**TO BE DONE:** Rewrite the items below, swapping "maple tree" for "oak tree" wherever it occurs and leaving all other text unchanged. Omit the pictures from your answer.

**Extracted data entries:**
┌────────
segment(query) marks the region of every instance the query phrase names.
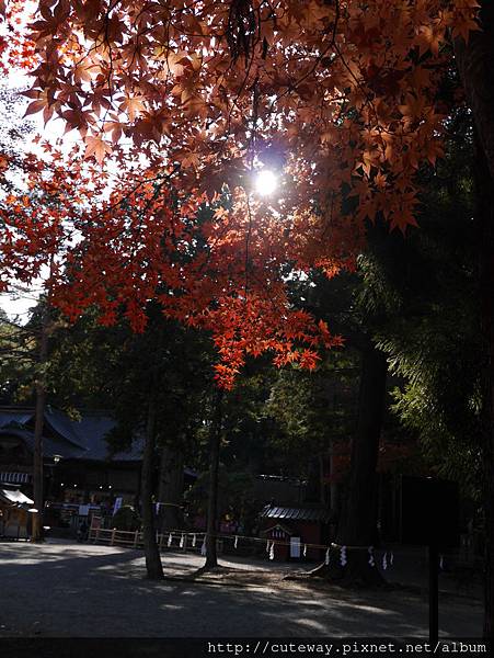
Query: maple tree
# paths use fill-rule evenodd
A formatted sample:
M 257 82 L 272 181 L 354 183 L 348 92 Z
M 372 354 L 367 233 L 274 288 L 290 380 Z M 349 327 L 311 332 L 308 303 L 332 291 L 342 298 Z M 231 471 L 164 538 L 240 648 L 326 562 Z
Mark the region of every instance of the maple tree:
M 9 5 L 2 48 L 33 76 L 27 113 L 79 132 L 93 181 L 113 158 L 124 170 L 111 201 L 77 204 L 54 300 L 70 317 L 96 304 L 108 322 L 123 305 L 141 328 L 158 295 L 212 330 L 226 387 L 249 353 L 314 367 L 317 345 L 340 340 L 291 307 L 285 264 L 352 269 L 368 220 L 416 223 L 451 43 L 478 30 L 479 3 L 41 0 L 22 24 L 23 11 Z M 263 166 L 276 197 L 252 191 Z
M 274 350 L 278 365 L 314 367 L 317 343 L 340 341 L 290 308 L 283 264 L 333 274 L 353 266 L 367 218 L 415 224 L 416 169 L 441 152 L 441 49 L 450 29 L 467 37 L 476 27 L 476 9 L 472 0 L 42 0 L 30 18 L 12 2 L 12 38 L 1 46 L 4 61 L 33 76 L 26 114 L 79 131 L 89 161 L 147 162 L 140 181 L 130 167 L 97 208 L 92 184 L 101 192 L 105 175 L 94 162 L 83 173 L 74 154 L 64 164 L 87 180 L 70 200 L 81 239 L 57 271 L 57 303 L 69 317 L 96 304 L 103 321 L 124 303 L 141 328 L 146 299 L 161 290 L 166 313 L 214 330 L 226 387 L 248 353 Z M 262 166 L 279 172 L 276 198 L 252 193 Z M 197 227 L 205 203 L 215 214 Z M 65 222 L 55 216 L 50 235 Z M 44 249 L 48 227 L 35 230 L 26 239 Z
└────────
**SOLUTION FOR THIS TASK:**
segment(query) marks the region of every instance the query phrase names.
Query: oak tree
# paths use fill-rule evenodd
A formatted sample:
M 257 82 L 272 181 L 354 183 L 348 92 Z
M 372 354 L 367 233 L 274 288 L 290 380 Z M 349 327 L 311 332 L 308 303 L 332 291 L 342 298 Z M 231 471 L 164 538 L 240 648 L 326 562 Z
Mark the region of every instance of the oak tree:
M 9 5 L 2 48 L 33 76 L 27 113 L 79 132 L 93 181 L 113 158 L 124 170 L 111 201 L 77 204 L 54 300 L 70 317 L 96 304 L 108 322 L 123 305 L 141 328 L 158 295 L 212 330 L 226 387 L 249 353 L 314 367 L 317 345 L 340 340 L 291 307 L 285 264 L 352 269 L 368 220 L 416 223 L 451 43 L 478 30 L 479 3 L 41 0 L 22 24 L 23 11 Z M 263 166 L 276 197 L 252 191 Z
M 274 350 L 278 365 L 314 367 L 317 343 L 340 341 L 290 308 L 283 264 L 333 274 L 353 266 L 367 218 L 415 224 L 416 169 L 441 152 L 441 49 L 450 29 L 467 37 L 476 27 L 476 9 L 472 0 L 42 0 L 30 18 L 12 2 L 12 38 L 1 46 L 4 61 L 33 76 L 26 114 L 79 131 L 89 161 L 147 162 L 140 181 L 130 167 L 97 208 L 92 184 L 101 192 L 105 175 L 94 162 L 83 173 L 74 154 L 64 164 L 87 180 L 70 200 L 81 239 L 57 271 L 57 303 L 69 317 L 96 304 L 103 321 L 124 303 L 141 328 L 146 299 L 161 290 L 166 313 L 214 330 L 226 387 L 248 353 Z M 262 166 L 279 172 L 276 198 L 252 193 Z M 197 227 L 205 203 L 215 214 Z M 65 222 L 55 216 L 50 235 Z M 44 249 L 48 227 L 35 230 L 26 239 Z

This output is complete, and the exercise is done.